• **THE TASKS**:
a: According to the text on mark making in tapestry below, what three things are the fundamental building blocks of tapestry weaving?
b: Rewrite the part of the tapestry text below starting at "- the pass (the" and ending at "medium and dark.", swapping "squares" for "circles".

In 2020 I extended this rumination on mark making into a talk for the Damascus School of Fiberarts fundraiser. You can listen to the talk here.
Terry Olson sent me an email in 2010, asking about mark making in tapestry. I posted it in a blog and several other people responded.
“Several of us are having a discussion about mark-making. We have not had formal art training, so we looked up the term on the internet.
We found an ASU website page that told us: “If you distill the graphic arts (e.g., painting, drawing, printmaking, computer graphics, etc.) down to their most fundamental element, you find the mark. Marks are like building blocks in that they are individual and discrete, but can be used in a repetitive manner to render almost any visual effect. Marks can be highly gestural and expressive, or controlled and mechanical. The degree to which artists can achieve certain desired effects is determined by their choice of tool, the nature of the medium used, and the quality of the gestures employed. Marks can be descriptive, expressive, conceptual, and symbolic in nature.
One of us now thinks that tapestry doesn’t include mark-making because we don’t use gestures. I am wondering if you would mind contributing to this discussion with a brief answer to the question: ‘What is mark-making in tapestry?’”
For just browsing on the internet, you came up with what I think is a good description of the mark.
I would say that in tapestry one could consider the mark on various levels,
- the individual intersection of warp and weft
- the pick (the weft going one direction through the warp)
- the pass (the weft going both directions through the warp)
So that is basically a dot, a dashed line and a line. These are the fundamental building blocks of tapestry weaving. From the repetition of these building blocks, shapes are created, and in some sense shapes like the square, the rectangle and the triangle can also be considered building blocks. Think of how Navajo designs are created by amassing squares, rectangles and triangles.
And look how in the Devonshire Hunting Tapestries, the shading in the garments is done by juxtaposing squares of light, medium and dark.
And in this detail from The Hunt of the Unicorn the shading is done with hachures, but if you look at a hachure it is really just an elongated triangle – thicker on one end and thinner on the other – and in some cases, tapering off to a half pass – the dashed line.

• **EXTRACTED DATA**:
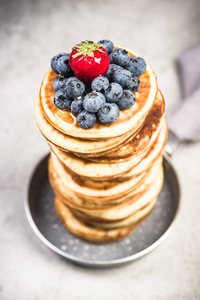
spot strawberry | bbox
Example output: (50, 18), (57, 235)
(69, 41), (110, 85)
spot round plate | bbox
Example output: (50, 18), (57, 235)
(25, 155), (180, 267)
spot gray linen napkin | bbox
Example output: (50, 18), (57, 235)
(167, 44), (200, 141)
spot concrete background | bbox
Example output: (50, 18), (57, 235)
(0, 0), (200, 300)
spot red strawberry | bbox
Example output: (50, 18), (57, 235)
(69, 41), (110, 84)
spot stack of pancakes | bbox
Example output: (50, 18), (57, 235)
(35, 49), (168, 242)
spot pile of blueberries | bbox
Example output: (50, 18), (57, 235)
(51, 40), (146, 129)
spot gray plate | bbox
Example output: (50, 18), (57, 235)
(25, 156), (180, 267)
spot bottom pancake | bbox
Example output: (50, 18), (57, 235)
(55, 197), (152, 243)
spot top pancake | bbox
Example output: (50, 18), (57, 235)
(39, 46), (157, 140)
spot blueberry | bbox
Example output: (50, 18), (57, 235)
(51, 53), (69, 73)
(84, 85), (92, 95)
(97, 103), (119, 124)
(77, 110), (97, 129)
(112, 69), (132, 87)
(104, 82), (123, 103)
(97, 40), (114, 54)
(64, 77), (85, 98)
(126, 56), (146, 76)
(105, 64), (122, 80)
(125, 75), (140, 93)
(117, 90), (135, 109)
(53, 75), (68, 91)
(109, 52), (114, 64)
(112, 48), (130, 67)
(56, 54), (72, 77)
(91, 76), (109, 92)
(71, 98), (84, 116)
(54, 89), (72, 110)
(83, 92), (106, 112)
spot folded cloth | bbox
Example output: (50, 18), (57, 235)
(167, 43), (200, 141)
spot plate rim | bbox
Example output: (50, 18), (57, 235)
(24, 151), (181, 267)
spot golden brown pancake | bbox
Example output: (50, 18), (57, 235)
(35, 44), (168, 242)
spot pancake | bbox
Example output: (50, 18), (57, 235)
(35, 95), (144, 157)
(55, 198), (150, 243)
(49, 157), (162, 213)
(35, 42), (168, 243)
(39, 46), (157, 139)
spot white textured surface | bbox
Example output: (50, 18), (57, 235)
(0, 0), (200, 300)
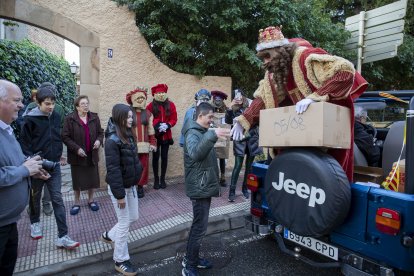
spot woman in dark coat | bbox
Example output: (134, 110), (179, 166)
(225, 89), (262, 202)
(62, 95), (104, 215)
---
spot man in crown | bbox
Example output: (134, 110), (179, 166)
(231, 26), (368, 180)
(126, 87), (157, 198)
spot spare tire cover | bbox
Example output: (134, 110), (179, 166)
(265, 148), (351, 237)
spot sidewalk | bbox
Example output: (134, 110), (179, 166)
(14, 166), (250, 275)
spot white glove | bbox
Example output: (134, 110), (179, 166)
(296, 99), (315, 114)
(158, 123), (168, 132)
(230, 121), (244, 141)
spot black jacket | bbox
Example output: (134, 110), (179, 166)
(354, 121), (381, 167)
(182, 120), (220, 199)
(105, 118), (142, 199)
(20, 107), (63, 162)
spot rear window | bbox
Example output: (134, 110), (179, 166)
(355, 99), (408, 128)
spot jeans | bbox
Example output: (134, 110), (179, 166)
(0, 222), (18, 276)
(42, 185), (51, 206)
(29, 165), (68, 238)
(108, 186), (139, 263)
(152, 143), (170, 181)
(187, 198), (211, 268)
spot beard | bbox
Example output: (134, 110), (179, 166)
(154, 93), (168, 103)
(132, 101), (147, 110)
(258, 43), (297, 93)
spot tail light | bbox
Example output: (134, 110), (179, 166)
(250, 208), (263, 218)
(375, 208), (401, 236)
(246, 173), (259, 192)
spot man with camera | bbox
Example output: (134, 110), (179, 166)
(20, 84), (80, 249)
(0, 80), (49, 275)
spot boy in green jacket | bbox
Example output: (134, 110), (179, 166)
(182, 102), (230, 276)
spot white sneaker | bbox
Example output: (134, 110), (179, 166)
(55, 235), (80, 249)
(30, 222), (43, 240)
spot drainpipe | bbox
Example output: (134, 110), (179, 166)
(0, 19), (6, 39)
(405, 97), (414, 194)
...
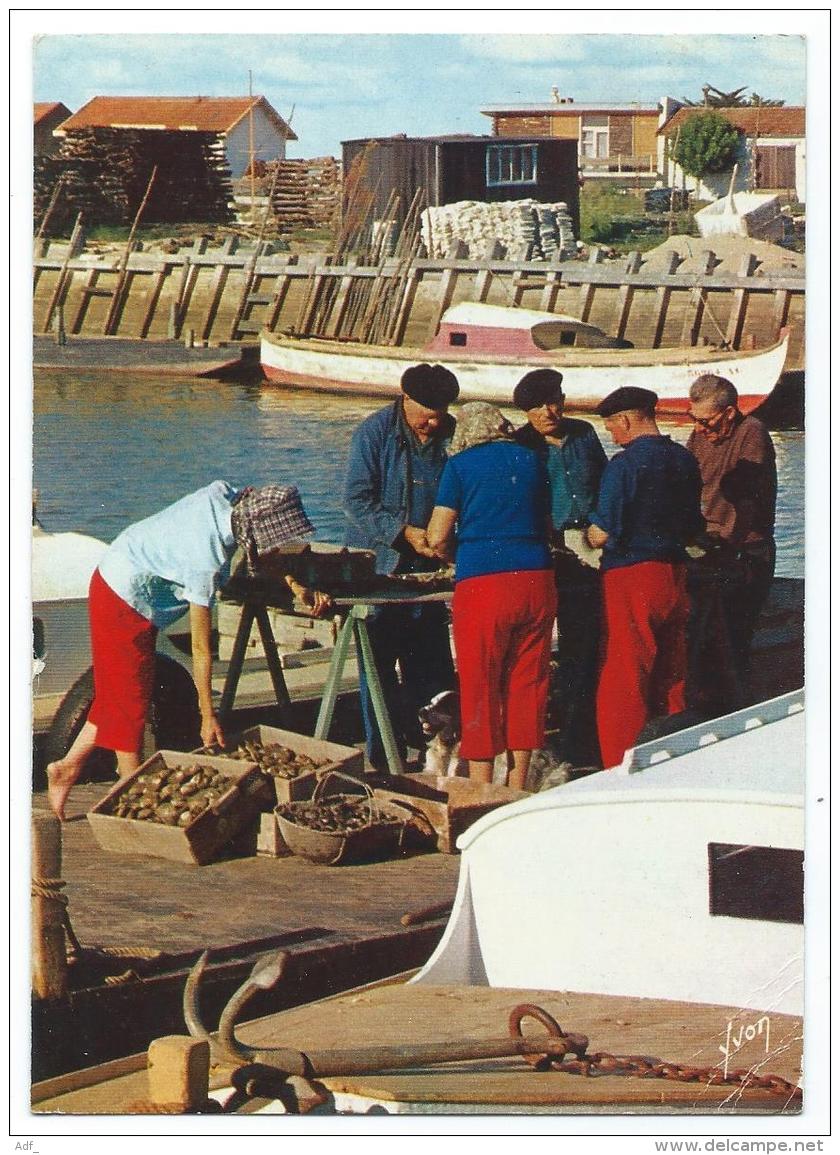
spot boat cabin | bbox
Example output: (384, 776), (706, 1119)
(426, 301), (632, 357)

• **ANSWERS TO THE EXERCISE**:
a: A dot, a dashed line and a line.

b:
- the pass (the weft going both directions through the warp)
So that is basically a dot, a dashed line and a line. These are the fundamental building blocks of tapestry weaving. From the repetition of these building blocks, shapes are created, and in some sense shapes like the square, the rectangle and the triangle can also be considered building blocks. Think of how Navajo designs are created by amassing circles, rectangles and triangles.
And look how in the Devonshire Hunting Tapestries, the shading in the garments is done by juxtaposing circles of light, medium and dark.